Passage to read
-.-.-

Valentina Bagala and Rafael Savino held their studio's very first registration at a Subway. "We didn't even have an office," says Bagala, who heads the artistic side of Ascendance Studio in Doral, Florida. "This lady called us over the phone, and we said, 'OK, we can take your registration. Would you mind meeting us at the Subway that's downstairs from our studio?'"

Now, five years later, Ascendance is thriving, with a growing competitive team, a 5,000-square-foot space and 300 students—one of whom is the same dancer who was registered in that Subway. Today, registration mostly happens online, as do many of Ascendance's processes—attendance, billing, e-mail marketing campaigns—thanks to Savino, who heads the studio's marketing, finances and administration. To what do Bagala and Savino credit their impressive growth? Digital advertising. Despite working in an industry where many still rely on old-school methods of operation—manual registration, tuition paid in person by cash or check, fliers handed out in parking lots—they took the plunge to modernize their advertising strategy and found it a game changer for their studio.

Slow, but consistent

Bagala and Savino admit Ascendance got off to a rocky start. They rented space from a fitness studio for three months. "We didn't get the best schedule," says Bagala, who could only rent the space by the hour when it wasn't being used. Still, she managed to amass 25 students. Eventually, she found a small, 550-square-foot space of her own in a shopping center. "I remember for our first classes, we would have people who were supposed to show up but didn't," says Savino. "If we had one student in class, we had to teach to that student. That happened multiple times."

When two more spaces became available in the same shopping center, the couple grabbed them, despite the inconvenience of the units not being connected. "You had to step outside," says Bagala. "It wasn't very comfortable."

"The fliers weren't working."

With more space came more responsibility—to increase enrollment. They had been passing out fliers at nearby schools, but that approach, Savino says, "became unscalable. That's when I started looking at digital advertising." He didn't have much money to spend on it—his budget was $5/day—but he began looking into advertising on Google. He also enrolled in a local digital marketing course at nearby Miami-Dade College. "That gave me strategy," he says.

His most successful venture has been with Google's AdWords. With this advertising strategy, business owners create a search ad. (Search ads appear above Google search results when people look for local services the business offers.) The Ascendance search ad, for example, includes the studio website and phone number, plus: "Dance classes for kids. All ages and styles. Try a free class today." Then, you choose keywords—the words or phrases potential customers might type into their browser—and set a daily budget for how much you'd like to "bid" on each keyword. You're charged only if users click your link. During his first AdWords campaign, Savino often bid less than $1 on keywords like "ballet classes," "hip-hop classes," "jazz" and "dance studio."

How much you bid affects in what order your search ad appears among other businesses. But a business with more money to spend on keywords won't automatically see their ad pop up first. Multiple factors—keyword bidding price, how long a user stays on your website, your click-through rate—determine what's called your quality score. And it's your quality score, ultimately, that decides in what order your ad appears on Google.

-.-.-

(Records from a collection)
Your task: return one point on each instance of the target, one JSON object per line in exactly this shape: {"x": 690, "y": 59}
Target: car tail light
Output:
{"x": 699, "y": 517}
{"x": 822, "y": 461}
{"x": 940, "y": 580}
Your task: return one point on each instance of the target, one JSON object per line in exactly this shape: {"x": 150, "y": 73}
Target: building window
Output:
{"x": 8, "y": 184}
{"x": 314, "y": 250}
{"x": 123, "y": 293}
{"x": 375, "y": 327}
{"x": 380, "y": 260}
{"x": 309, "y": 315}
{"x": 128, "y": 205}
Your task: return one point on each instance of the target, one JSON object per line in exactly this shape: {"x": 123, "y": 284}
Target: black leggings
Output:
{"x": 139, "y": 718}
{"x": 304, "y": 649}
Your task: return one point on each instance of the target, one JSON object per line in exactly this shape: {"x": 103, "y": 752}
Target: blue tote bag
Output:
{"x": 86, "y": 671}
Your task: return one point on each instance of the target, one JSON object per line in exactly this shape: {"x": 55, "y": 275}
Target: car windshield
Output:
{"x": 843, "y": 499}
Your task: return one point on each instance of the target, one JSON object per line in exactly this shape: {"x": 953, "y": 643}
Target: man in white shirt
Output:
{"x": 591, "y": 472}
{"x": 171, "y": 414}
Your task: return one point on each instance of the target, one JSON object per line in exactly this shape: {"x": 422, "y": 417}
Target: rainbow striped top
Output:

-.-.-

Work instructions
#1 Answer these questions using the article about Ascendance Studio, one answer per line:
(a) Where did the studio hold its very first registration?
(b) How many square feet was the first space Bagala found of her own?
(c) What was Savino's daily budget for digital advertising when he started?
#2 Write the next part of the article about Ascendance Studio's advertising, starting after its final sentence.

Task results
#1
(a) At a Subway downstairs from their studio
(b) 550 square feet
(c) $5 a day

#2
"For example, let's say there's a huge competitor who's bidding $10 a keyword, while I'm only bidding $1," says Savino. "Google is tracking everything. If users stay on my website for a while and don't click the back button to get back to the search page, Google knows my website is relevant and a good experience." That increases his quality score and gives his search ad odds a boost.

Experimenting, wisely

Savino ran his initial AdWords campaign for about a month in 2013, starting in mid-September—prime back-to-school time. Each week, he wound up getting 10-plus interested customers. He offered each a free trial class. Of that weekly number, more than 80 percent enrolled in classes. By the time the campaign was over, Ascendance had 45 new students. And it all cost him less than $150. Though he risked spending more than his daily allotted $5, he knew it would pay off in increased enrollment.

As they became more comfortable with AdWords, the couple experimented. Bagala asked her mom what words she would use to search if, for example, she were looking for ballet classes for a 5-year-old. Her responses became part of their strategy: "ballet classes in Doral," "dance classes in Doral," "dance studio in Doral." They also interviewed parents of new students, asking 'How did you hear about us?' "If they said, 'Google,'" says Savino, "we'd ask if they remembered what they typed."

Now his daily budget is $20, though he's careful to time campaigns with high-enrollment periods. "During back-to-school season, August and September, I know a lot of people are going to be looking for classes," he says. "But I also know that January is another high-enrollment period—that's when we see an uptick in our baby program. Those moms are operating on a calendar year, not a studio year."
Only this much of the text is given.